Universiteit Antwerpen (Bélgica)

En esta entrevista el escritor peruano Santiago Roncagliolo habla de su trayectoria y novelas, particularmente Abril Rojo y Memorias de una dama. Asimismo, Roncagliolo trata de posicionar su obra frente a la de otros narradores peruanos, como José María Arguedas, Mario Vargas Llosa, Óscar Colchado y Alonso Cueto.

Durante la primera década de este siglo, el polígrafo peruano Santiago Roncagliolo (Lima, 1975) se ha ido ganando un lugar prominente dentro del panorama de la literatura latinoamericana. Roncagliolo, que ha trabajado como periodista, traductor y guionista de televisión, ha escrito libros para niños, ensayos, cuentos, novelas y una obra de teatro. Desde que se instaló en España su atención se ha ido dirigiendo cada vez más hacia la narrativa. Las novelas Pudor (2004) y Abril rojo (2006) llamaron la atención de la crítica internacional y fueron traducidas a varios idiomas. En 2007 Roncagliolo publicó La cuarta espada, una biografía de Abimael Guzmán, líder de la guerrilla de Sendero Luminoso, así como el ensayo Jet Lag, en el que reflexiona sobre su vida de escritor tras ganar el Premio Alfaguara. Su última novela hasta la fecha es Memorias de una dama (2009).

:: LISTA DE TAREAS ::
1 > Pasa al inglés esta oración del texto sobre Santiago Roncagliolo: "Roncagliolo, que ha trabajado como periodista, traductor y guionista de televisión, ha escrito libros para niños, ensayos, cuentos, novelas y una obra de teatro."
2 > Continúa el texto sobre Santiago Roncagliolo a partir de su última oración.

:: DATOS PROPORCIONADOS ::
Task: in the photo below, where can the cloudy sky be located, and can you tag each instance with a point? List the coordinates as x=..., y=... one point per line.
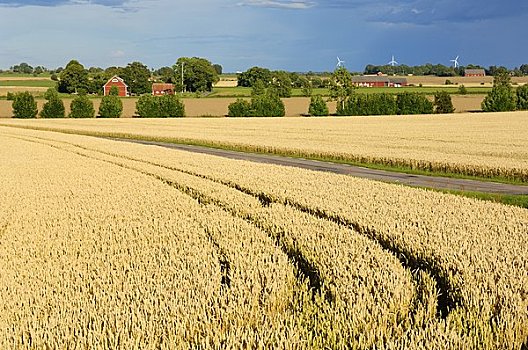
x=298, y=35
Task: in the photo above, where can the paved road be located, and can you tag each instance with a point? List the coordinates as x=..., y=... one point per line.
x=435, y=182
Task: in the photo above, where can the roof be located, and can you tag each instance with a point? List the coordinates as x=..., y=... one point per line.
x=475, y=71
x=116, y=79
x=162, y=86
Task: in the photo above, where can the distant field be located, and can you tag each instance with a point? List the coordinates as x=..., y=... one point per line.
x=487, y=145
x=28, y=83
x=23, y=76
x=452, y=89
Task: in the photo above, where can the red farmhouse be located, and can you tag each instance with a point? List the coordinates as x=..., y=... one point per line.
x=162, y=89
x=117, y=82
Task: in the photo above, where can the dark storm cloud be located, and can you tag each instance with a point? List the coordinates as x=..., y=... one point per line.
x=50, y=3
x=430, y=11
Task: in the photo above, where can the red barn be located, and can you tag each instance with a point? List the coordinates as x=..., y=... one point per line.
x=117, y=82
x=162, y=89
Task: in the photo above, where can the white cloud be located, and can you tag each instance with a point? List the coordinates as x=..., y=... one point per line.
x=292, y=5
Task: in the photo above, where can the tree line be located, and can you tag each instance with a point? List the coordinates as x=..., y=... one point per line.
x=147, y=106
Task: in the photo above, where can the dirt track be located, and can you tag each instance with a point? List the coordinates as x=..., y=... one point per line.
x=435, y=182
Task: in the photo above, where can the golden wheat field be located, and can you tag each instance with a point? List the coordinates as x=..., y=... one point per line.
x=484, y=145
x=114, y=245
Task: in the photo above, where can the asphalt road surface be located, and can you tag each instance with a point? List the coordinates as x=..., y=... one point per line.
x=442, y=183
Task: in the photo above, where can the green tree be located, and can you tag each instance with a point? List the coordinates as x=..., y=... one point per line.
x=218, y=68
x=81, y=107
x=318, y=107
x=96, y=84
x=443, y=103
x=341, y=87
x=24, y=105
x=502, y=97
x=254, y=74
x=147, y=107
x=22, y=68
x=306, y=86
x=258, y=88
x=137, y=76
x=171, y=106
x=240, y=108
x=165, y=106
x=282, y=83
x=199, y=74
x=73, y=78
x=54, y=107
x=166, y=74
x=111, y=106
x=522, y=97
x=268, y=105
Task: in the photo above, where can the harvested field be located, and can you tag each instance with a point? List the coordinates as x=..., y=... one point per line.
x=217, y=107
x=139, y=246
x=489, y=145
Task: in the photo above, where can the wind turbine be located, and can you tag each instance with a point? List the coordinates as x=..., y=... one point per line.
x=393, y=62
x=455, y=62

:: SOLUCIONES ::
1 > Roncagliolo, who has worked as a journalist, translator, and television screenwriter, has written children's books, essays, short stories, novels, and a play.

2 >
Invitado por la Fundación del Rey Balduino (Koning Boudewijnstichting), en marzo de 2010 Roncagliolo vino a Bélgica para dar una conferencia sobre temas políticos, titulada “The End of Truth”. Relajado, sonriente y de aspecto lúdico con sus gafas Ray-Ban a lo Woody Allen, lo encontramos unas horas antes en la sede de la Fundación en Bruselas. En su característico tono entre frívolo y serio, Roncagliolo nos habla de su trayectoria y de sus novelas, particularmente Abril rojo y Memorias de una dama. Respecto a esta última novela queremos señalar que no abordaremos la polémica sobre la base referencial de la ‘dama’ que hizo que la novela no fuese distribuida en determinados países, como la República Dominicana, y que hace poco fuese retirada del catálogo de Alfaguara.

Usted creció en una familia de exiliados. ¿Qué recuerda de esa infancia en los años setenta y ochenta?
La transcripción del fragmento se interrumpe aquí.